### EXERCISE DIRECTIONS
Repeat the lines of the listing below exactly, starting at the line that contains "roof, placing a dot on each." and running through the last line, both included, and only those.

### RECORD SET
>>>>
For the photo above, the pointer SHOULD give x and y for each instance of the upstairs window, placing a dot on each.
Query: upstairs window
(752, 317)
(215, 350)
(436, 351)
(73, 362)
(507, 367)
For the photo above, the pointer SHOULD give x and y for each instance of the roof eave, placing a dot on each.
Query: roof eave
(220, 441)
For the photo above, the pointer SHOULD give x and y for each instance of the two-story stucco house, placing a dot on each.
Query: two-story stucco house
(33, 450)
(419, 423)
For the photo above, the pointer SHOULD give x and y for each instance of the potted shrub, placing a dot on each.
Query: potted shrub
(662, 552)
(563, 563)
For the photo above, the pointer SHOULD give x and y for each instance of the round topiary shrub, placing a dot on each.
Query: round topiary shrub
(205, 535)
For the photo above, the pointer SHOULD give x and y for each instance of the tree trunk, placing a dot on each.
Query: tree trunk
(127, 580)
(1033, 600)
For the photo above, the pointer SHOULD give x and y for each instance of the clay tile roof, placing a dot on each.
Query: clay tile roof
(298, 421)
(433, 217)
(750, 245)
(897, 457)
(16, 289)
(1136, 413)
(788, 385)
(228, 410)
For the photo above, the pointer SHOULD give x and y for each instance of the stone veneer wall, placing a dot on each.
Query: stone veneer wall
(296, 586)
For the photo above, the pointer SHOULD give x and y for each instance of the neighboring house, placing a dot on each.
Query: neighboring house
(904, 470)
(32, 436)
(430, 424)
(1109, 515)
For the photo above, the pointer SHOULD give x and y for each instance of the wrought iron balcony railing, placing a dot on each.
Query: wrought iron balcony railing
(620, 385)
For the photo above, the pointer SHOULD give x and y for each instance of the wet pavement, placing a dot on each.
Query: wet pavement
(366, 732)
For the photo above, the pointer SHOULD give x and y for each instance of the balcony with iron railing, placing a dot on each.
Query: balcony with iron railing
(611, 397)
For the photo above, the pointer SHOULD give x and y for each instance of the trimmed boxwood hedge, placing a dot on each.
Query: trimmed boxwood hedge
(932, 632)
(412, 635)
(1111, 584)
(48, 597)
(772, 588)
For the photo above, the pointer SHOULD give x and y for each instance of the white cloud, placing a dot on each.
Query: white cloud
<<<<
### RESPONSE FOR THIS EXERCISE
For the photo above, the pointer SHOULD give x and y for each instance of the clay tile roof, placing a dot on each.
Query: clay tile roof
(298, 421)
(433, 217)
(750, 245)
(897, 457)
(16, 289)
(1136, 413)
(788, 385)
(228, 410)
For the photo above, the pointer SHOULD give x and y for each instance of the stone veneer wall, placing a dot on each.
Query: stone veneer wall
(296, 586)
For the photo above, the pointer SHOULD give x and y for each instance of the neighboring house, placing a dot on each.
Query: neighboring house
(904, 470)
(32, 436)
(430, 424)
(1109, 515)
For the photo above, the pointer SHOULD give x and y for each instance of the wrought iron balcony railing, placing a dot on each.
Query: wrought iron balcony railing
(620, 385)
For the photo above, the pointer SHOULD give x and y for each instance of the wet pavement, placing a dot on each.
Query: wet pavement
(366, 732)
For the photo above, the pointer SHOULD give x and y for each instance of the balcony with iron railing, placing a dot on each.
Query: balcony with iron railing
(611, 397)
For the photo above, the pointer SHOULD give x and y for each instance of the trimmed boxwood hedge, placing a dot on each.
Query: trimmed boxwood hedge
(932, 632)
(412, 635)
(1111, 584)
(48, 597)
(772, 588)
For the photo above, the pointer SHOULD give x and y for each instance of the white cloud, placing a dot on each.
Query: white cloud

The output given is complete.